=== STATED PROBLEM ===
Rewrite the material beginning at the line containing "find grass |" and continuing through the line containing "Query: grass", replacing "grass" with "lawn" and keeping everything else the same. Give only those lines.

=== LISTING ===

◆ ◆ ◆ ◆ ◆ ◆ ◆

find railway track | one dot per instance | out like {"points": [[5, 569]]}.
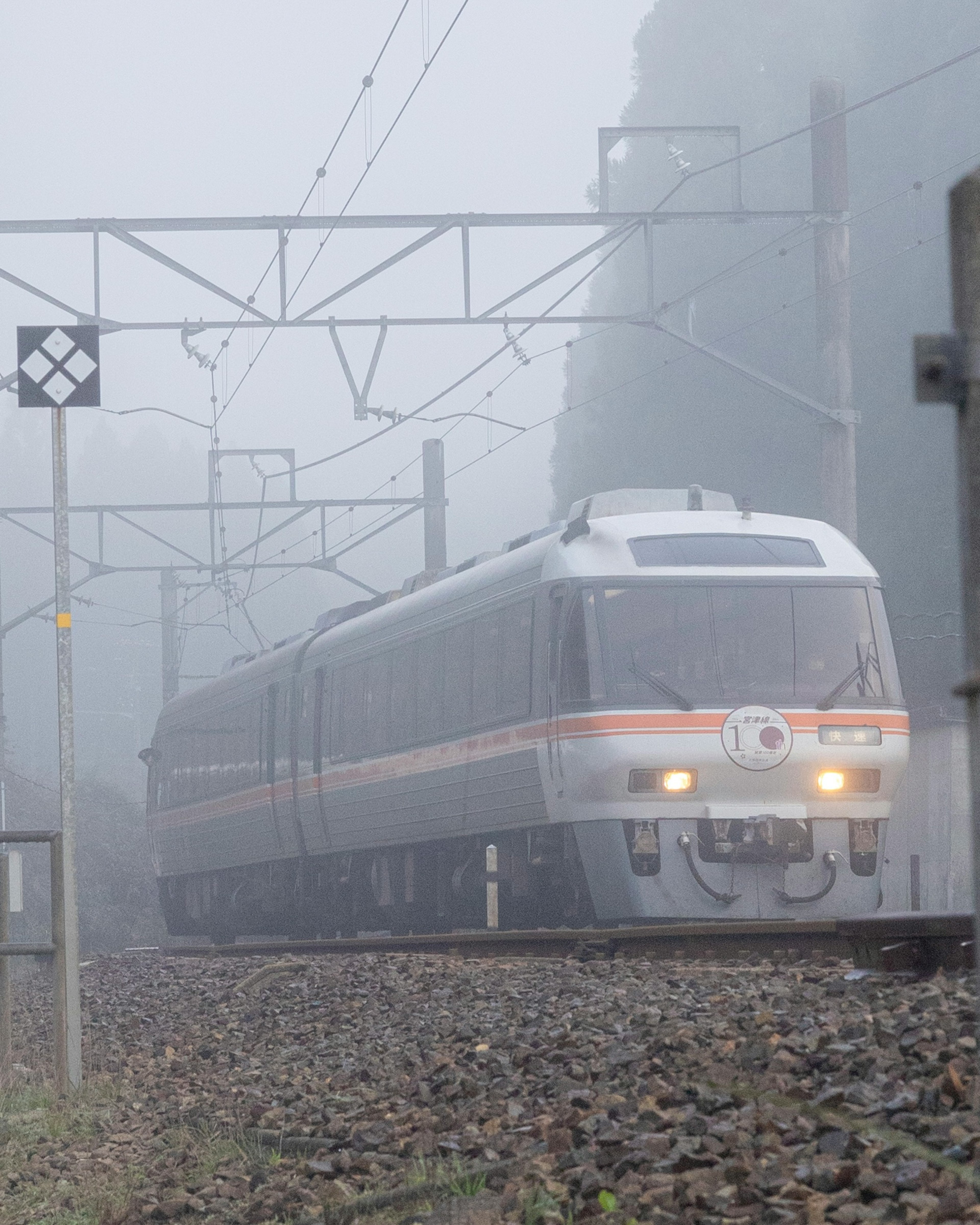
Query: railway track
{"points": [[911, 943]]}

◆ ◆ ◆ ◆ ◆ ◆ ◆

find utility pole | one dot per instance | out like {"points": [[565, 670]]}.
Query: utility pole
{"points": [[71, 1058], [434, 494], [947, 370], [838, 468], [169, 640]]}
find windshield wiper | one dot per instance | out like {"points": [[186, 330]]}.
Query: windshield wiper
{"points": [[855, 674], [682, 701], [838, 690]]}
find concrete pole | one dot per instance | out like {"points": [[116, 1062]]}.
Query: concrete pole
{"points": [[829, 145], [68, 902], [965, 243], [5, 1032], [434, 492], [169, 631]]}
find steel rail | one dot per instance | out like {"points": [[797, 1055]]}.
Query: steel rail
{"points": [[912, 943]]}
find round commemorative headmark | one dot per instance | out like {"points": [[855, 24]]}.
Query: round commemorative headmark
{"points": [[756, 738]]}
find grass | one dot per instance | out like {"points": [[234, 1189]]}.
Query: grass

◆ ◆ ◆ ◆ ◆ ◆ ◆

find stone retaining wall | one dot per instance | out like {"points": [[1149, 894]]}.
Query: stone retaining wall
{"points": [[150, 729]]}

◆ ◆ ◆ ◆ ◆ ◆ ◆

=== RESPONSE TO THIS EXERCISE ===
find lawn | one dot per instance | out like {"points": [[234, 1189]]}.
Query: lawn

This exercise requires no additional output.